TEXT PROVIDED
Director: Abbas Kasaei
Cast: eza Beyk Imanverdi - Aram - Hossein Gil - Tahereh Ghaffari - Ahmad Moeini - Nadia - Javad Taghdasi - Parvin Soleimani - Nariman Shirifard - Ali Shoaei - Javad Roshanai - Mehdi Fakhimzadeh - Abbas Mokhtari
Yavar is a 1974 Iranian drama film directed by Abbas Kasaei, starring Reza Beyk Imanverdi in the title role. Set against the roads and landscapes of Iran, the film centers on a truck driver whose act of spontaneous compassion draws him into a moral crisis that tests the limits of friendship and sacrifice.
What is Yavar about?
Yavar, a long-haul truck driver, rescues a young woman named Maryam after she falls into a well along a desolate stretch of road. Through this chance encounter he befriends her brother Karim, and the two men, along with Yavar's young apprentice Ali, set off together toward Shiraz — Yavar and Ali's hometown. The journey builds a bond of trust between driver and passenger, until a sudden road accident involving Karim changes everything. Facing the prospect of devastating consequences for his new friend, Yavar steps forward and makes a choice that will define who he truly is.

EXERCISE INSTRUCTIONS
Quote the text about the film Yavar in full, word for word.

ENTRIES SUPPLIED
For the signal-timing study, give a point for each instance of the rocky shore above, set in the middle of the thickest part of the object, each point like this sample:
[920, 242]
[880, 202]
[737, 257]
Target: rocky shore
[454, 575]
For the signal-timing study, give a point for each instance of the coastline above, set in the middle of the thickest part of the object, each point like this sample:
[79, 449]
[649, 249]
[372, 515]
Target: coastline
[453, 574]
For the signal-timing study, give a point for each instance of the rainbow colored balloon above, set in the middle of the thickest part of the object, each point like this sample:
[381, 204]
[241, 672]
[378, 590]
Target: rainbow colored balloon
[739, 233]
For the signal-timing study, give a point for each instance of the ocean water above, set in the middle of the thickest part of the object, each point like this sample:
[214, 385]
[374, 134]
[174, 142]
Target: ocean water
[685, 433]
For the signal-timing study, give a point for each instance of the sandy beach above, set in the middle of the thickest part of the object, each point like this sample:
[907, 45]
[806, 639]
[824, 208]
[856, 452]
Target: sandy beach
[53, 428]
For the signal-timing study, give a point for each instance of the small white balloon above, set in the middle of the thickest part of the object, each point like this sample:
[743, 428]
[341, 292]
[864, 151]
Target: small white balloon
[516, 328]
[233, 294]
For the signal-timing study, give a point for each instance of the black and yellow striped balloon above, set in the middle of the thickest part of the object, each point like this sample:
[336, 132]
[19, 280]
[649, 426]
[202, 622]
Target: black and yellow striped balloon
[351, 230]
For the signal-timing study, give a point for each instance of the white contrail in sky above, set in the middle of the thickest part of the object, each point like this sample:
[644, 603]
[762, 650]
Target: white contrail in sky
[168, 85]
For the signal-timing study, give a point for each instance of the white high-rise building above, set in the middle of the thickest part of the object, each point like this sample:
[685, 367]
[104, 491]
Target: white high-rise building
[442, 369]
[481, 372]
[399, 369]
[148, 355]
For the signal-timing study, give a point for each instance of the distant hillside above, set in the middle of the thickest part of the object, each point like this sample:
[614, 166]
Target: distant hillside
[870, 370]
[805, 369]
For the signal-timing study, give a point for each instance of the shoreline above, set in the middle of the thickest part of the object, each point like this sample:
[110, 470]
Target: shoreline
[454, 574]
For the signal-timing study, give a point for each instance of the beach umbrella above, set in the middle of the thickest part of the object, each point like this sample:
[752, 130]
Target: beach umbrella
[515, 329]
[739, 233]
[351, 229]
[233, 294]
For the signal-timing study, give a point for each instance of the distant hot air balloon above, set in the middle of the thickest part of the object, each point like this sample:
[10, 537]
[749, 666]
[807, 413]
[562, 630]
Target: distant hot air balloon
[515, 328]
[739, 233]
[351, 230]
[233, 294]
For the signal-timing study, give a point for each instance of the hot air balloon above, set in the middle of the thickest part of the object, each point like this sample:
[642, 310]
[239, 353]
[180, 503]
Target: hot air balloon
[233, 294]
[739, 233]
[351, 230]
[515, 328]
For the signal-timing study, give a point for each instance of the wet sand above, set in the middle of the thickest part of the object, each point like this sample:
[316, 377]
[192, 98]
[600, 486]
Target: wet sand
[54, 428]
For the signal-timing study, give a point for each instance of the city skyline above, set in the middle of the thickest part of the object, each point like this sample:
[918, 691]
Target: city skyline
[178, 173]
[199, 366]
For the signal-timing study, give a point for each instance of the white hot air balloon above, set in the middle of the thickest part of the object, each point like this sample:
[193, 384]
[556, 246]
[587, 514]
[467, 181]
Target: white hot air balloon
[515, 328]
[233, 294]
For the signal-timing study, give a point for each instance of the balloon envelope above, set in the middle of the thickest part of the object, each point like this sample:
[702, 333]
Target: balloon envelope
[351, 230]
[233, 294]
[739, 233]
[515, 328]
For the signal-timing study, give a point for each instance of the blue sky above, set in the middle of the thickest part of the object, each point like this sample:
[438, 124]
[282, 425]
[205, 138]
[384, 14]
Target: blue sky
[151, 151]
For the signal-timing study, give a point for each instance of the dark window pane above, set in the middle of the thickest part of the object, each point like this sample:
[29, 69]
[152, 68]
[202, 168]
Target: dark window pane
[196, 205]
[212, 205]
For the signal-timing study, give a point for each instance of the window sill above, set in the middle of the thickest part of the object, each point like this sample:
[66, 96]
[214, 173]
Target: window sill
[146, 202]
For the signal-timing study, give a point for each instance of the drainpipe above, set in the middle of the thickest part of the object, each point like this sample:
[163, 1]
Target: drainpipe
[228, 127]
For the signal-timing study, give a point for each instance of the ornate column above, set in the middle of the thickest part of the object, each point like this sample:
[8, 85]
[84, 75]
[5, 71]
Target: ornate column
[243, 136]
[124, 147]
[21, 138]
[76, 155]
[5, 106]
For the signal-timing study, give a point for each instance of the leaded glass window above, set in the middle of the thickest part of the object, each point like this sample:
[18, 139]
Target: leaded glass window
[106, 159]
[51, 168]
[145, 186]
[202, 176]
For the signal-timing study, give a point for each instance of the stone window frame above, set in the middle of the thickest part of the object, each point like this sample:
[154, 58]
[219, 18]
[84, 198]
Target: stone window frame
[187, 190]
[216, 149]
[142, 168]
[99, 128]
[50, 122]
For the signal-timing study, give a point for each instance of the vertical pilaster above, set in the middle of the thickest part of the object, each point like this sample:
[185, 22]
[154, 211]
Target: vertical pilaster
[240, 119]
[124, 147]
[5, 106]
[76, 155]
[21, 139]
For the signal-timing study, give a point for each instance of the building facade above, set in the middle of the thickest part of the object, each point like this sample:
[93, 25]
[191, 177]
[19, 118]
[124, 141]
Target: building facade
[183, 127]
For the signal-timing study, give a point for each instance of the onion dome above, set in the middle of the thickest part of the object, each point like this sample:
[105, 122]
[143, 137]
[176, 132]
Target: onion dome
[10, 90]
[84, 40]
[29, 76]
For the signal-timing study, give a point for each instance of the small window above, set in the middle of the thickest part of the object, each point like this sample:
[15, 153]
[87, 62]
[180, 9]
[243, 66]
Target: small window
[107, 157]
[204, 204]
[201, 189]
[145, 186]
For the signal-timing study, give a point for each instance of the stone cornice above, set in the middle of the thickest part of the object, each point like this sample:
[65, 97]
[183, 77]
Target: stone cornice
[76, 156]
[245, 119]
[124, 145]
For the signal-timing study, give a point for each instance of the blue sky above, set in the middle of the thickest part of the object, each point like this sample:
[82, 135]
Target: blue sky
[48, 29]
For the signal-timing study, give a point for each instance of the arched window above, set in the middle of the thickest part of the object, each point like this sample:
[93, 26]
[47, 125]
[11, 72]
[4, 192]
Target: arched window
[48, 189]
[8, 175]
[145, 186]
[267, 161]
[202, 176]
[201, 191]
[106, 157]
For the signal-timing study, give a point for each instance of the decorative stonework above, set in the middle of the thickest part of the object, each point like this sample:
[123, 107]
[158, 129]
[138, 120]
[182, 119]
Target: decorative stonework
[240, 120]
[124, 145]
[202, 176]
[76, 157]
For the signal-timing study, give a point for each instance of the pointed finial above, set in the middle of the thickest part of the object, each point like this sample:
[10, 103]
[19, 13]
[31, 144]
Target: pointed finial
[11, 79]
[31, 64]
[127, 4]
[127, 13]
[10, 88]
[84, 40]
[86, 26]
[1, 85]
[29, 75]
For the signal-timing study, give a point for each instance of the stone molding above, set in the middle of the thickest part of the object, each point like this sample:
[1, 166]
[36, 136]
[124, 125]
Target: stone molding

CORRECT RESPONSE
Director: Abbas Kasaei
Cast: eza Beyk Imanverdi - Aram - Hossein Gil - Tahereh Ghaffari - Ahmad Moeini - Nadia - Javad Taghdasi - Parvin Soleimani - Nariman Shirifard - Ali Shoaei - Javad Roshanai - Mehdi Fakhimzadeh - Abbas Mokhtari
Yavar is a 1974 Iranian drama film directed by Abbas Kasaei, starring Reza Beyk Imanverdi in the title role. Set against the roads and landscapes of Iran, the film centers on a truck driver whose act of spontaneous compassion draws him into a moral crisis that tests the limits of friendship and sacrifice.
What is Yavar about?
Yavar, a long-haul truck driver, rescues a young woman named Maryam after she falls into a well along a desolate stretch of road. Through this chance encounter he befriends her brother Karim, and the two men, along with Yavar's young apprentice Ali, set off together toward Shiraz — Yavar and Ali's hometown. The journey builds a bond of trust between driver and passenger, until a sudden road accident involving Karim changes everything. Facing the prospect of devastating consequences for his new friend, Yavar steps forward and makes a choice that will define who he truly is.